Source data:
=== Section Start ===
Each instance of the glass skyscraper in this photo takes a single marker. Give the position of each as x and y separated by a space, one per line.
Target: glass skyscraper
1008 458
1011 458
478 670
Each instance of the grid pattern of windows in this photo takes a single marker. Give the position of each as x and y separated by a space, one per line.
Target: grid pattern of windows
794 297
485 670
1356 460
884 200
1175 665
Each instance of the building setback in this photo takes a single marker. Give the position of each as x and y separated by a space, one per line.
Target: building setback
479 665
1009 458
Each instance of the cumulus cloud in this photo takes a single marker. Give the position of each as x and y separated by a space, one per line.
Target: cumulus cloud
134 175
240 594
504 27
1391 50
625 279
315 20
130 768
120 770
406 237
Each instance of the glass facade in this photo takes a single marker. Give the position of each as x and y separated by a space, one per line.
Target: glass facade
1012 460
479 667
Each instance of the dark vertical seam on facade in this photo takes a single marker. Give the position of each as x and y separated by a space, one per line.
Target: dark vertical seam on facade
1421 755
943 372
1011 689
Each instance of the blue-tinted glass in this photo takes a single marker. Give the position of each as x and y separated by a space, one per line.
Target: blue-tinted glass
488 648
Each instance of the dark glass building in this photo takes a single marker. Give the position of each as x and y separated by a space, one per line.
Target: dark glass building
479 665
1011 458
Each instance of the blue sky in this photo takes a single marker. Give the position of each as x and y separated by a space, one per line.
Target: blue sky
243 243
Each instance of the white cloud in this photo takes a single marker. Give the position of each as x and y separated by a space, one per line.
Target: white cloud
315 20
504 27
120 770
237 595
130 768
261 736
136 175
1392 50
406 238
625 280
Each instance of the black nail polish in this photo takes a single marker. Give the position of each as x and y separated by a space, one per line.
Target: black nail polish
=== Section End ===
=== Section Start ===
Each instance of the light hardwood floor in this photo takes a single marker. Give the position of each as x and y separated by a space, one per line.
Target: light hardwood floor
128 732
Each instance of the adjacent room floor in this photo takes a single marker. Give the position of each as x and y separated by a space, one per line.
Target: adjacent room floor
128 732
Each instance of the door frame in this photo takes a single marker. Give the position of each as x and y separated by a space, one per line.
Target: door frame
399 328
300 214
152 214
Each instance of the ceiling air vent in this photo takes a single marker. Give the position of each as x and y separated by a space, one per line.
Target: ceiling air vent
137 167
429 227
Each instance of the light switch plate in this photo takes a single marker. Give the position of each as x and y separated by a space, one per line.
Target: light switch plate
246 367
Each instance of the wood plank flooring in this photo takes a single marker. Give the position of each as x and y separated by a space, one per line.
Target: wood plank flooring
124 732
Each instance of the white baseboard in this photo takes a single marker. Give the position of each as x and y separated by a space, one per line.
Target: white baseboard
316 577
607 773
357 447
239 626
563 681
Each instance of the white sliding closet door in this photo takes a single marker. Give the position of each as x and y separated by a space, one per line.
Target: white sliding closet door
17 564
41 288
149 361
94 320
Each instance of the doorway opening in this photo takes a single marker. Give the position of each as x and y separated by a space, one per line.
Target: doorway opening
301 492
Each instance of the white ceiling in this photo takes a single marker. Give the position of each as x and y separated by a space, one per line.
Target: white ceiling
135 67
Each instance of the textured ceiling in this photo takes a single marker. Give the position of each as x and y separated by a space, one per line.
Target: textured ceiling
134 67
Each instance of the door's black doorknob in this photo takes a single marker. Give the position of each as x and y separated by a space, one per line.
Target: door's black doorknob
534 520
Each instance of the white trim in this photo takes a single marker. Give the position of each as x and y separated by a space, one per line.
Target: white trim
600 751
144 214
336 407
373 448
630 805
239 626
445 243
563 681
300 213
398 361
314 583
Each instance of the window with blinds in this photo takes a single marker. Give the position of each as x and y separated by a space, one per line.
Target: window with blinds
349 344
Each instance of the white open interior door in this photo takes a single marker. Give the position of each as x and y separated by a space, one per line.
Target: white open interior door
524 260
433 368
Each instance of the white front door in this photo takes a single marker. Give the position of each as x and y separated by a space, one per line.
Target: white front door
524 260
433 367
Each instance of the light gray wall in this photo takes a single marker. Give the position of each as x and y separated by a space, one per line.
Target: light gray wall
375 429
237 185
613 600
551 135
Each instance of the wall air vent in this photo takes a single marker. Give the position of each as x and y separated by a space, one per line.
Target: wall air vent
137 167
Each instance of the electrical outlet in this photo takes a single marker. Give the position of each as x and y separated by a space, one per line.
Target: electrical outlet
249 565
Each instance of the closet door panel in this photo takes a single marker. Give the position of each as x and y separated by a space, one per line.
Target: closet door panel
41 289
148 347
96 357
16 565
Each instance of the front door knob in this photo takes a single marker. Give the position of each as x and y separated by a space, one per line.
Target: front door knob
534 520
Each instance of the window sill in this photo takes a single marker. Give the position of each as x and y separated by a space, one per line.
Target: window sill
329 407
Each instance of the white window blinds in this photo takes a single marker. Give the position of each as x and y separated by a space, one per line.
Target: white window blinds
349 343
=== Section End ===
Task to carry out:
The range runs from the line above containing "Each instance of the dark vertical" to the line containing "Each instance of the blue-tinted", inclusive. Restate those lines word for word and no others.

Output below:
Each instance of the dark vertical seam on facade in this photo takes a single marker. Give the position of each as x and y separated by a space, one per line.
Target: dark vertical seam on facade
1421 755
943 372
1011 689
Each instance of the blue-tinted glass in this photo takes a single marker. Give the position of each as x and y separated by a space, one per line.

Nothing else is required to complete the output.